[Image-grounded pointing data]

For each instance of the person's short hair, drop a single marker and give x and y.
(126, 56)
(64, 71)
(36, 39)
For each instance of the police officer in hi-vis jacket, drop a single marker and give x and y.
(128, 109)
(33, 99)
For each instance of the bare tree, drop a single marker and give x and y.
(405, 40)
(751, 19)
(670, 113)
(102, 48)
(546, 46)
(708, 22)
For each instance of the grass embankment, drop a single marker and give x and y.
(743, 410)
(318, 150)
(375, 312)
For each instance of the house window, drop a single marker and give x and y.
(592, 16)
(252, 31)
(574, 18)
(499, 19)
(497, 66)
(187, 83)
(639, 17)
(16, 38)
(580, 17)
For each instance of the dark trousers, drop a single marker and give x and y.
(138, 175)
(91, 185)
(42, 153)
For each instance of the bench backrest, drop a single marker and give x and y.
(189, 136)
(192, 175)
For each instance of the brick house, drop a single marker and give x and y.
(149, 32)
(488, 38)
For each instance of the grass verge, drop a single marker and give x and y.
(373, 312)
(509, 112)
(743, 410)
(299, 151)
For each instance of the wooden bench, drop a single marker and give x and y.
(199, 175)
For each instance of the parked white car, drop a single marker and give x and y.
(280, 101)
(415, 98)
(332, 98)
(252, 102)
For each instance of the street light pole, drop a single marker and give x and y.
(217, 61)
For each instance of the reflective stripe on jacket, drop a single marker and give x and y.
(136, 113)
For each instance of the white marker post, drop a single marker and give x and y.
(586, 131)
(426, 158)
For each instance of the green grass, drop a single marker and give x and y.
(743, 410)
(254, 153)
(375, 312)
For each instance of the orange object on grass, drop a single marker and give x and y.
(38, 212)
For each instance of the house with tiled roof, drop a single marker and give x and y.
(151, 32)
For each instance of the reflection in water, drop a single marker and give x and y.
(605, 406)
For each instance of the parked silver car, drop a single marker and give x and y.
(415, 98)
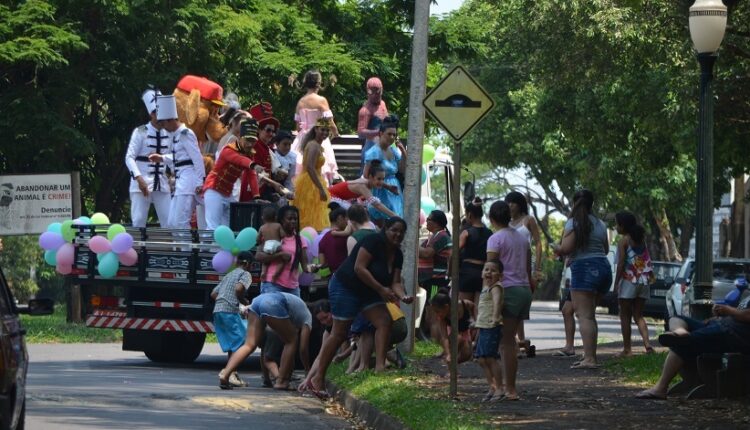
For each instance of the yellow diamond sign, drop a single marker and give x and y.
(458, 103)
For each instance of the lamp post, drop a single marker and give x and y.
(708, 19)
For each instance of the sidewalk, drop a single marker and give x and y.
(553, 396)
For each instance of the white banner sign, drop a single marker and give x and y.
(29, 203)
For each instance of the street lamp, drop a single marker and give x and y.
(708, 19)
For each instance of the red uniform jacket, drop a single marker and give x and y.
(232, 163)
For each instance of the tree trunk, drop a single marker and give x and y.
(666, 237)
(738, 218)
(686, 233)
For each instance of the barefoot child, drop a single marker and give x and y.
(490, 325)
(269, 237)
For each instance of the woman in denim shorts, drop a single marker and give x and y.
(370, 277)
(287, 315)
(586, 242)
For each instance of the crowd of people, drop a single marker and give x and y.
(191, 182)
(361, 255)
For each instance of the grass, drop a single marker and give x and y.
(55, 329)
(643, 370)
(418, 400)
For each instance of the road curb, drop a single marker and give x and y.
(368, 413)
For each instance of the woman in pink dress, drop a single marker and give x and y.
(309, 108)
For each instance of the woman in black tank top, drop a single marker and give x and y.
(473, 245)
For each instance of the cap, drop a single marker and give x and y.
(263, 112)
(249, 129)
(149, 99)
(166, 108)
(374, 83)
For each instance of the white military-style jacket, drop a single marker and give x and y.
(144, 141)
(186, 161)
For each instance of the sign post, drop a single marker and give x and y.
(458, 103)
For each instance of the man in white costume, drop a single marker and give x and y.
(185, 160)
(149, 183)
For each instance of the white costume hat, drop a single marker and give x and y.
(149, 99)
(166, 108)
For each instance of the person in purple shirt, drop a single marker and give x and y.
(513, 250)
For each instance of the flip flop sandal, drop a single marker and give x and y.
(582, 365)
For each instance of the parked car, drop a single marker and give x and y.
(665, 273)
(13, 355)
(725, 272)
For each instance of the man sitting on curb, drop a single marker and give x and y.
(728, 331)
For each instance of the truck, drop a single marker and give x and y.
(163, 303)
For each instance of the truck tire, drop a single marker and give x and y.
(176, 347)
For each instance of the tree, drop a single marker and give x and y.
(600, 94)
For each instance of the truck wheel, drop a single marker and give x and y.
(176, 347)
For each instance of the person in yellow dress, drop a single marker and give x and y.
(311, 195)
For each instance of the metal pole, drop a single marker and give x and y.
(703, 284)
(455, 233)
(412, 179)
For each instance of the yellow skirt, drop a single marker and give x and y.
(313, 212)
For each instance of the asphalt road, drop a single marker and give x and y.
(99, 386)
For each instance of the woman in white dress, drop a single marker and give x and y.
(309, 108)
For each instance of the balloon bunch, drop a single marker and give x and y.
(58, 251)
(231, 246)
(113, 250)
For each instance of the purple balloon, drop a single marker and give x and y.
(222, 261)
(121, 243)
(50, 241)
(306, 278)
(65, 255)
(100, 244)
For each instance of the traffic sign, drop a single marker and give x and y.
(458, 103)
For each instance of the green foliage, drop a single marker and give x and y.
(54, 329)
(601, 94)
(411, 397)
(642, 370)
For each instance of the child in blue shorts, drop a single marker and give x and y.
(229, 295)
(490, 325)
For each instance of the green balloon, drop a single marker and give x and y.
(67, 231)
(114, 230)
(428, 154)
(99, 218)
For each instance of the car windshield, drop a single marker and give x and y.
(662, 271)
(728, 272)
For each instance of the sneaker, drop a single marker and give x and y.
(234, 380)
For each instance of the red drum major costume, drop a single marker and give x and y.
(234, 159)
(149, 183)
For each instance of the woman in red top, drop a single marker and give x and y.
(360, 190)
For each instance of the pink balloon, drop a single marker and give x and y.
(50, 241)
(306, 278)
(100, 244)
(122, 242)
(65, 255)
(222, 261)
(128, 258)
(63, 269)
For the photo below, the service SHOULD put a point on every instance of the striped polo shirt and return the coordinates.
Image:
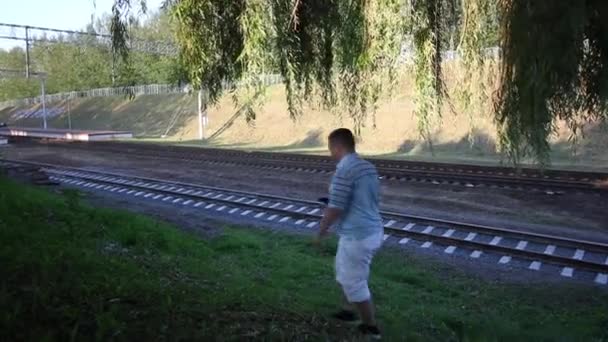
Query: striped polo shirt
(355, 189)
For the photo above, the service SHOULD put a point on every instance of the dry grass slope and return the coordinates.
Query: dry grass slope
(173, 119)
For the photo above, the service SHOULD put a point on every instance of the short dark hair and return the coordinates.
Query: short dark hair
(344, 137)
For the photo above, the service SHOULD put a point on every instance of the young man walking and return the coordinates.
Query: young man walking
(353, 207)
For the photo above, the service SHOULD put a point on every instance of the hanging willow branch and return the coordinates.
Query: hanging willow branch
(550, 74)
(553, 66)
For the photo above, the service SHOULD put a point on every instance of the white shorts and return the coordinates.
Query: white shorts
(352, 265)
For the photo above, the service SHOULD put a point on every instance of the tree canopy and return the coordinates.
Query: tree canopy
(553, 64)
(78, 62)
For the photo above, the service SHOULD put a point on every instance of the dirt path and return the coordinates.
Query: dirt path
(577, 216)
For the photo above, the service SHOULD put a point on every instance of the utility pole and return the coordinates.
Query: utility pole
(43, 102)
(202, 113)
(27, 52)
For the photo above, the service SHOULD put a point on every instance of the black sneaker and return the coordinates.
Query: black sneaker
(346, 316)
(370, 331)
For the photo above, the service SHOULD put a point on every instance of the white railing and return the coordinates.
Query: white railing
(149, 89)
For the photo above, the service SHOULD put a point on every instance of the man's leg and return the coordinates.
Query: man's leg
(366, 310)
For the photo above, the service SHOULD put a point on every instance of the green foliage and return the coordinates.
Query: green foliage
(81, 62)
(555, 66)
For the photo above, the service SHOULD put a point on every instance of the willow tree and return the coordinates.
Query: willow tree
(553, 65)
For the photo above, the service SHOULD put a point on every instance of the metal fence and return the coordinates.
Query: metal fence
(149, 89)
(406, 57)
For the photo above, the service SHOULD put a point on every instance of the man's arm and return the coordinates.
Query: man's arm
(339, 199)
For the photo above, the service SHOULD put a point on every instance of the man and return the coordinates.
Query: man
(353, 207)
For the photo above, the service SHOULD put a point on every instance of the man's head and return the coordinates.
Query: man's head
(341, 142)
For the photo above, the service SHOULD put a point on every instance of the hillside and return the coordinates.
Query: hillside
(172, 118)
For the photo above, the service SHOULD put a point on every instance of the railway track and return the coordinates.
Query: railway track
(585, 260)
(525, 179)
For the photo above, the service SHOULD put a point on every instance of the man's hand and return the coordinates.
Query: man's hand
(330, 216)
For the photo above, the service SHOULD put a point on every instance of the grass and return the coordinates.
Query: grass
(172, 119)
(71, 272)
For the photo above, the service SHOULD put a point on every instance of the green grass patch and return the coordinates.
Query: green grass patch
(70, 272)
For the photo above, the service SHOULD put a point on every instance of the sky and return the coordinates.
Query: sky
(59, 14)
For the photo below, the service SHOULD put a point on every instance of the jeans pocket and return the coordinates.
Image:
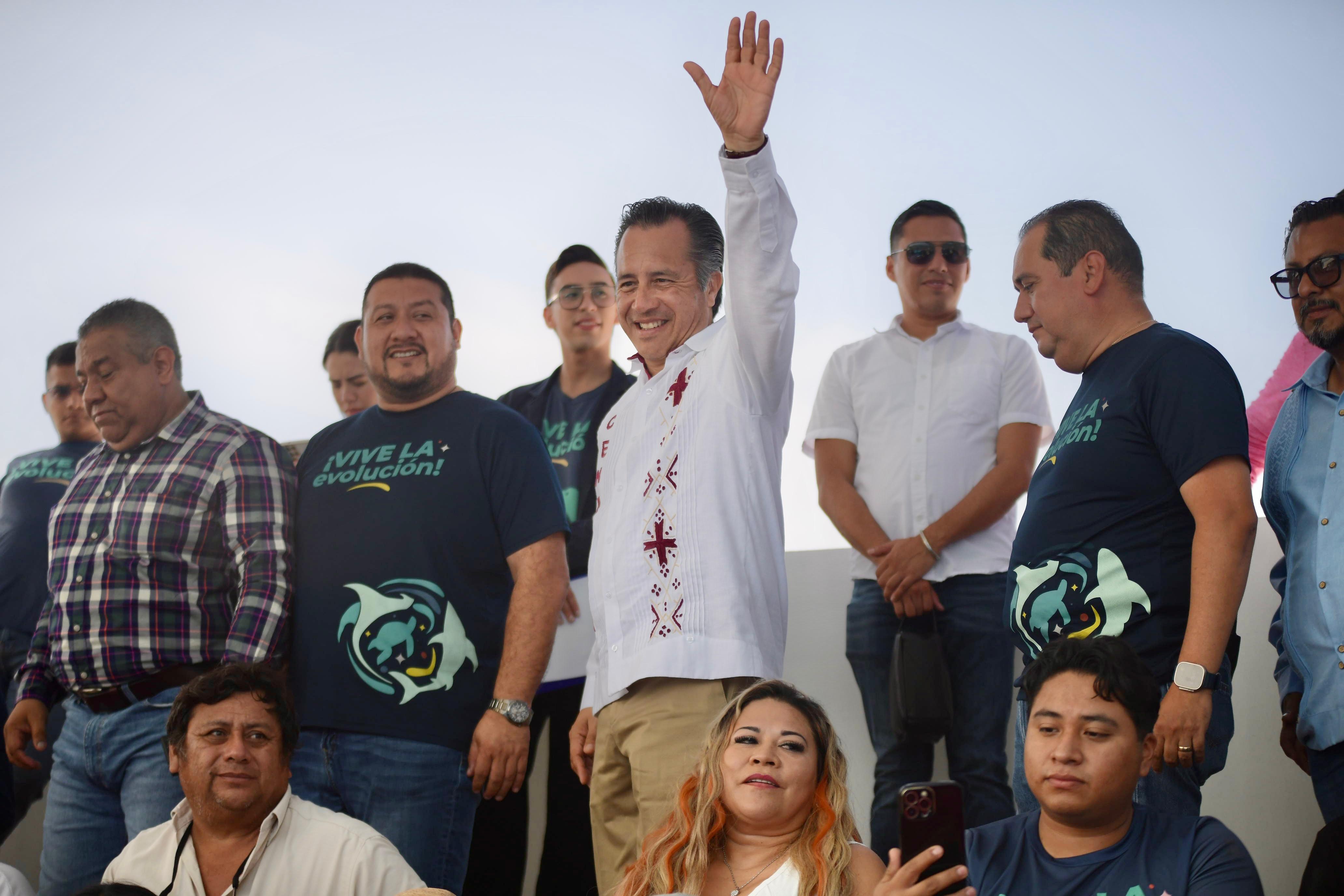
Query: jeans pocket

WORK REQUIRED:
Take exactly the lines from the one containing "hair and return the coordinates." through the one containing "foliage and return the coordinates." in the data above, and output them with nothing added.

REPLY TO THE TASK:
For the photo above, the service SHOULD put a point on every instance of the short dark hair and return the coordinates.
Query: short dark hair
(344, 137)
For the photo above, the service SHOULD put a point on every instance of the young man walking and return the coordinates.
Query: young man walking
(353, 207)
For the photo above, the service SHOULD put a point on every instance of the hanging willow branch and return the coordinates.
Query: hanging willow branch
(550, 74)
(553, 66)
For the photo above, the service SHOULD put a point on every instance of the white shorts and return the coordinates.
Query: white shorts
(352, 265)
For the photo above, the service SHOULD put a point on every instance of the tree canopy and return the coordinates.
Query: tree canopy
(553, 64)
(78, 62)
For the photo above, the service SHOULD put a point on every instance of the dirt path and return the coordinates.
Query: dirt path
(577, 216)
For the photo above, the service SHOULD put a point on every instance of the utility pole and return the coordinates.
Query: utility pole
(43, 102)
(202, 113)
(27, 52)
For the photo above, the service SHOULD put a point on every instance of the black sneaker and return the coordinates.
Query: black sneaker
(346, 316)
(370, 331)
For the photo above, the service SHOULD put a point on every instance of the white railing and return the coordinates.
Query: white railing
(149, 89)
For the photo above, the service SHOULD put a point on every instance of the man's leg and return the coordinates.
Query: man's leg
(366, 310)
For the photo above, the service SHOULD put a point on every instance of the green foliage and return the coordinates.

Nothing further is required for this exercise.